*What is asked:* In the listing below, rename "euro auc banner" to "auction banner" in the stretch from the line with "out the euro" through the line with "[(744, 202)]", and write that stretch out again with everything else left as it is.

--- Begin Data for processing ---

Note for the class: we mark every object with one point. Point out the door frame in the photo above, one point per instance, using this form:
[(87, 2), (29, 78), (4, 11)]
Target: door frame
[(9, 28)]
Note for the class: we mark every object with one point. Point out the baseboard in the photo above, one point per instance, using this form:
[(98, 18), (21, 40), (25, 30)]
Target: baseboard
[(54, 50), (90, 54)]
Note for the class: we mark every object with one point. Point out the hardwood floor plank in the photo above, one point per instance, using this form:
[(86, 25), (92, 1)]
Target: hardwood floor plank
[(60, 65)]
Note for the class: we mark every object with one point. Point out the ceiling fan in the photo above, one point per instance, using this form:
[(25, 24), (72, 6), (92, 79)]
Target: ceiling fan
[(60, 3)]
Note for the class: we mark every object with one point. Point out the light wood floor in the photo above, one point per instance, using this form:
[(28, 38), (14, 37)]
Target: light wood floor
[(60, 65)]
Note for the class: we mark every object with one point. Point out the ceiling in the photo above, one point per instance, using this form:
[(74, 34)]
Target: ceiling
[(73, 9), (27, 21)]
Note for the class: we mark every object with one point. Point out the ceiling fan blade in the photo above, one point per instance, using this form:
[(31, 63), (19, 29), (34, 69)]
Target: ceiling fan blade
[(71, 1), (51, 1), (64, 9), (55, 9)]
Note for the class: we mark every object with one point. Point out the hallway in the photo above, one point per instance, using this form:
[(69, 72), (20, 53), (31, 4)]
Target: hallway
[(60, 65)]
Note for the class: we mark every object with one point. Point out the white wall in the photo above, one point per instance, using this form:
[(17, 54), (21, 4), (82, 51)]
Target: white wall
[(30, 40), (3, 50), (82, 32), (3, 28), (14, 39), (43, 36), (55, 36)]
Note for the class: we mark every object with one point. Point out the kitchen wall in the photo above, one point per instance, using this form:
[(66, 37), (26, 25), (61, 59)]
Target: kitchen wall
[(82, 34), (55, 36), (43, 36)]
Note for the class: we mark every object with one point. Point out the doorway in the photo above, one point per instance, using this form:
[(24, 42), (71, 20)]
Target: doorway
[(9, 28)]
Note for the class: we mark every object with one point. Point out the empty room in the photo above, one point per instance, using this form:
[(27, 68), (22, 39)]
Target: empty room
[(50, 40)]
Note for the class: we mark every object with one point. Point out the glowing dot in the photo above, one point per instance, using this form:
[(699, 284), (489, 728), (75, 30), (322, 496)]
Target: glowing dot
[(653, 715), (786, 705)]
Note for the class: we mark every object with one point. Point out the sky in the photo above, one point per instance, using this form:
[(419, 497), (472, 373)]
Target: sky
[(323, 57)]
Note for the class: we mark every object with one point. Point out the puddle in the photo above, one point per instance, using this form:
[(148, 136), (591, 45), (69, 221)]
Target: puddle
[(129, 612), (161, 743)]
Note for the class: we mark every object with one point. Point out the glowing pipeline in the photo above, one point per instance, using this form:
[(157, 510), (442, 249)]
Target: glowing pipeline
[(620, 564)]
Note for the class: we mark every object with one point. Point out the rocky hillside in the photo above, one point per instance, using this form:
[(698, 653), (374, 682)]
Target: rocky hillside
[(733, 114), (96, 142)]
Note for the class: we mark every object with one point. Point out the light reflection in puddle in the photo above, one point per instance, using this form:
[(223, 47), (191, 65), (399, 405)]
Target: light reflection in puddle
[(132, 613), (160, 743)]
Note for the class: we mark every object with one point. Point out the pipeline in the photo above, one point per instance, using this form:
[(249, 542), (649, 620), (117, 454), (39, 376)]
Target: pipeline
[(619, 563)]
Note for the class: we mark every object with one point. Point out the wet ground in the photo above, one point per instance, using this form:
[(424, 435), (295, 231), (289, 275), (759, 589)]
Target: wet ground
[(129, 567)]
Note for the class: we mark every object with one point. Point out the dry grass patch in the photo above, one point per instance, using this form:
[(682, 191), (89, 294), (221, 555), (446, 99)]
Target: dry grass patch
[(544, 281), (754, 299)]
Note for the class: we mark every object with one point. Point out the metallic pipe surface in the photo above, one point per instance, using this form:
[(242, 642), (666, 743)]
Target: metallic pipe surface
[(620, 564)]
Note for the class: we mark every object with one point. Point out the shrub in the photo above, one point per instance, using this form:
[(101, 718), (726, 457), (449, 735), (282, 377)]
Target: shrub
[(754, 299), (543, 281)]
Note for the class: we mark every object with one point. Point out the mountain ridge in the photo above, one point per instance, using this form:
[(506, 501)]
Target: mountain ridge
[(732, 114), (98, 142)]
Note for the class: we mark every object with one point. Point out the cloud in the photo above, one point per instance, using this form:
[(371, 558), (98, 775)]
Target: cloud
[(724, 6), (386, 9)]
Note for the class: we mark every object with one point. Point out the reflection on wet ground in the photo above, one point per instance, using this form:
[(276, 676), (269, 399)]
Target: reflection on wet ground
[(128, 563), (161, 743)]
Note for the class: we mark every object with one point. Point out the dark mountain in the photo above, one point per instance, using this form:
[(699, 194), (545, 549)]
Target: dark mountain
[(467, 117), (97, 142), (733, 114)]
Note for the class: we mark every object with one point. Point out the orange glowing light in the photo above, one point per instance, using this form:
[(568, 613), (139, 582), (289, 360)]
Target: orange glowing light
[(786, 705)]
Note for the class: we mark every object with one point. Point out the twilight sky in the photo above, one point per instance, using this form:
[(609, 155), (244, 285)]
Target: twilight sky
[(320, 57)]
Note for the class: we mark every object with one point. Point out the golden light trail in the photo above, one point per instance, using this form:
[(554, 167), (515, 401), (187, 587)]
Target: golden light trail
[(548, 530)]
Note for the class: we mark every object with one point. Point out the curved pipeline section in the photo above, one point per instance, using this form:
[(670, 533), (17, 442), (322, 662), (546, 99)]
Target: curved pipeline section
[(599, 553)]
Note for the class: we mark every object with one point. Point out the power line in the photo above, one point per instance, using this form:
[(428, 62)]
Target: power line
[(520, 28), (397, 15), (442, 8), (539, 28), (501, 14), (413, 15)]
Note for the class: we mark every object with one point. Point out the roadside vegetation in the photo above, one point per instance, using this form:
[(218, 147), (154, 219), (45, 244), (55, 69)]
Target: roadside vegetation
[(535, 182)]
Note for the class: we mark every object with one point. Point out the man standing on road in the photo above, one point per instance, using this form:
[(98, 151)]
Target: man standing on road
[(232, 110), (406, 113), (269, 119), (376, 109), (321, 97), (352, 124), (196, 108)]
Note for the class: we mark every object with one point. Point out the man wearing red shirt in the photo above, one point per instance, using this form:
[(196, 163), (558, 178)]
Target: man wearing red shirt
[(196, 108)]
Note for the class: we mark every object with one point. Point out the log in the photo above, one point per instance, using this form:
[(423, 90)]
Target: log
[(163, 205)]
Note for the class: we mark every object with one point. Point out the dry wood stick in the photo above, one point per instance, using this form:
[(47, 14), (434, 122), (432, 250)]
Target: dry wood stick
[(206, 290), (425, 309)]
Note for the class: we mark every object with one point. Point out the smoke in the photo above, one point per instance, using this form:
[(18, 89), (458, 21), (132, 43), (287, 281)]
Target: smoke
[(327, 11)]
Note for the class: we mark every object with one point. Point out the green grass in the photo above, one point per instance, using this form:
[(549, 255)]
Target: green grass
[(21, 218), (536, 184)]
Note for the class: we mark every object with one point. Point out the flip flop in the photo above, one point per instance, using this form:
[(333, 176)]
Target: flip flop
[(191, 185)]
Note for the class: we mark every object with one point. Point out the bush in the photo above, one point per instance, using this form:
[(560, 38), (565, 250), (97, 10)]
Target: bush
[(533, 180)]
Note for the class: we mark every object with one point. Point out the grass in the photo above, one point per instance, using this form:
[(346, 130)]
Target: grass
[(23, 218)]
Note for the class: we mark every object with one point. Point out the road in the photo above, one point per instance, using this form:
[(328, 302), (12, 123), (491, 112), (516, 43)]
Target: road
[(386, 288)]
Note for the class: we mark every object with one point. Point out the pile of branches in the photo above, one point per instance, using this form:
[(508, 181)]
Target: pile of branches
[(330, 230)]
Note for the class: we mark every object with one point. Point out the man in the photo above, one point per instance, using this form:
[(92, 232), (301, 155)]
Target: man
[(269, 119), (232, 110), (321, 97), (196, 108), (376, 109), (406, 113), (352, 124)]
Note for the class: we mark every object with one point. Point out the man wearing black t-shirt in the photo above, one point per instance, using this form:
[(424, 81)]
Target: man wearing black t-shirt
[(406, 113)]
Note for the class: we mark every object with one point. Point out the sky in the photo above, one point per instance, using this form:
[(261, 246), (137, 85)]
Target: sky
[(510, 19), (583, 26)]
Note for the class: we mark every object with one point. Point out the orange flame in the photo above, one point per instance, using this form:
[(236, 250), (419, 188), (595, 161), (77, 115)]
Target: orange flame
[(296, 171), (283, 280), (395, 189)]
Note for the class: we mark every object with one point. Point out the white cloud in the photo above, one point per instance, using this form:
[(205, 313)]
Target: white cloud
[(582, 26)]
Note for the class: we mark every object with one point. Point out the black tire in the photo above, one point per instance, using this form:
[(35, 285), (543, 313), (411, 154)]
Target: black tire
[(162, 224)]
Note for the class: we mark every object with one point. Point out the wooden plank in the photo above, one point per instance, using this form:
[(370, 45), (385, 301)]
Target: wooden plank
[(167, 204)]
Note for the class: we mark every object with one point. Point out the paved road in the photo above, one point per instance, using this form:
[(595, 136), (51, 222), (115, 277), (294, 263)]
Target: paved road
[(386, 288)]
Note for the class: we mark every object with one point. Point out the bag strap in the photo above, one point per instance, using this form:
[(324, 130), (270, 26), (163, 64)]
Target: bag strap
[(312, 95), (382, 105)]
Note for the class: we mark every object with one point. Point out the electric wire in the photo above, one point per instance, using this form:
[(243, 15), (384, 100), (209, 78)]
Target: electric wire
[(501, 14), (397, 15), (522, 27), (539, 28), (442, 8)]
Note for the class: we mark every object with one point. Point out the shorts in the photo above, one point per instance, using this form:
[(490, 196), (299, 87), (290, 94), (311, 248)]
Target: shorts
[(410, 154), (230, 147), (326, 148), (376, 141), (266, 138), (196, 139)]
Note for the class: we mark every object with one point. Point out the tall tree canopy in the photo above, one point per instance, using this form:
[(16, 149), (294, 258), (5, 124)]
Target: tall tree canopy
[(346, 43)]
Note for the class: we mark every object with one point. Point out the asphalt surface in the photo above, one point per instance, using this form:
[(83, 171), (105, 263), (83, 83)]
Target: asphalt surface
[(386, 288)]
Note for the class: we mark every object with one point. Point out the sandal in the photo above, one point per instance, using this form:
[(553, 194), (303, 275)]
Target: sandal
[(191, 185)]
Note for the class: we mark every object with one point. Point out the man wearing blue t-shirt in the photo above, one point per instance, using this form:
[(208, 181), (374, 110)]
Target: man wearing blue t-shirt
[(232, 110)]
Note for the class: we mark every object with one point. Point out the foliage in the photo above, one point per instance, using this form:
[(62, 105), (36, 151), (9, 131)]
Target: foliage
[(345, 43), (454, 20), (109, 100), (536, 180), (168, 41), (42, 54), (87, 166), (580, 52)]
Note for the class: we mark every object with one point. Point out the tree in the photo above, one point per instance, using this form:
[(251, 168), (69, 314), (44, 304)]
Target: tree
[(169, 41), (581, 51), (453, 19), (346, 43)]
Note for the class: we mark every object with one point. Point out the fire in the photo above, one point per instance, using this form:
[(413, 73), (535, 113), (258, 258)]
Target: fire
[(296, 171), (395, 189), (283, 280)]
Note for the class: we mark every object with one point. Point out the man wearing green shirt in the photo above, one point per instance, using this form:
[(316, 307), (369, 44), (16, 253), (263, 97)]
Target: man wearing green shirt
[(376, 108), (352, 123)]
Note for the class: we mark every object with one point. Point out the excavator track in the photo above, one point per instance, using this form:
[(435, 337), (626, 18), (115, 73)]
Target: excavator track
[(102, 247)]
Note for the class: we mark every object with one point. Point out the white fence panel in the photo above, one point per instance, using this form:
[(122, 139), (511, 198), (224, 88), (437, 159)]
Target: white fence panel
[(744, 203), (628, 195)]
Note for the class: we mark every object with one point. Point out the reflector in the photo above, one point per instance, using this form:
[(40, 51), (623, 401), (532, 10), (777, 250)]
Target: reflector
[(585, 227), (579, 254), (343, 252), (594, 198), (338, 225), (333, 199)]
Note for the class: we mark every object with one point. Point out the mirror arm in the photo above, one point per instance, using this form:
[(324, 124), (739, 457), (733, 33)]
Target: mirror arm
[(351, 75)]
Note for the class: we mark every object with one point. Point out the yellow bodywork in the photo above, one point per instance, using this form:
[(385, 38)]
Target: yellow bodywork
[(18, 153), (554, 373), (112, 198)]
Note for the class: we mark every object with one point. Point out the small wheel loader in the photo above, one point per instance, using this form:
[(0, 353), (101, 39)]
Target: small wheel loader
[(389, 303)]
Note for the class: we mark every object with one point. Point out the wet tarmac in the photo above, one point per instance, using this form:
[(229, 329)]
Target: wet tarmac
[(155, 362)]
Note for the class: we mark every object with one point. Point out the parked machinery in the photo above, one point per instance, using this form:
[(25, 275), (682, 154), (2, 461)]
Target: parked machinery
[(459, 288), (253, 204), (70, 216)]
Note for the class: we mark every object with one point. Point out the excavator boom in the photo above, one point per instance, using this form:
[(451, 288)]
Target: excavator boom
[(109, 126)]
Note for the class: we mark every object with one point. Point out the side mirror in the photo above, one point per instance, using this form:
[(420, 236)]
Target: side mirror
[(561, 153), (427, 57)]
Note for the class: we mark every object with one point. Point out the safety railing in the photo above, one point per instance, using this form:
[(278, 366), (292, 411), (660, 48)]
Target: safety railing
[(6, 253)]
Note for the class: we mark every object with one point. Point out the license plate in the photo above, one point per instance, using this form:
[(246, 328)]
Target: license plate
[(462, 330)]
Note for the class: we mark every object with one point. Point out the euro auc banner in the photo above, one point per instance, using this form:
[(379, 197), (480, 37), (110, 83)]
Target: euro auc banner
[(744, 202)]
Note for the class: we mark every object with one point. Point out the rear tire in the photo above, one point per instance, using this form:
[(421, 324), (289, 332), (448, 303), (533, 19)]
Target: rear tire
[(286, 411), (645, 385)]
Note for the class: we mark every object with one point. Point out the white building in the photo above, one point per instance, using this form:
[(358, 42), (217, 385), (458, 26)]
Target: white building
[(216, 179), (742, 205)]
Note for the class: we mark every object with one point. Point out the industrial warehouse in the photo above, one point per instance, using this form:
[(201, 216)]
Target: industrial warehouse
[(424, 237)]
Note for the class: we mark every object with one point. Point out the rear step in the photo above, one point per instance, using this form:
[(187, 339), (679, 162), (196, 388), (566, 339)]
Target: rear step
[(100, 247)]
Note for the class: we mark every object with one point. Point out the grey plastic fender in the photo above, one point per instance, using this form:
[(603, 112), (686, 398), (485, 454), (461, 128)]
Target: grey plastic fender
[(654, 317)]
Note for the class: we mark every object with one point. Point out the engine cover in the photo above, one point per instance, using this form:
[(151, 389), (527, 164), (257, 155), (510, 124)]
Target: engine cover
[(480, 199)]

--- End Data for processing ---

*Written response:*
Note for the class: we mark every object with one point. Point out the auction banner in the photo above, one point per instance, using this form:
[(379, 197), (480, 37), (110, 83)]
Target: auction banner
[(744, 202)]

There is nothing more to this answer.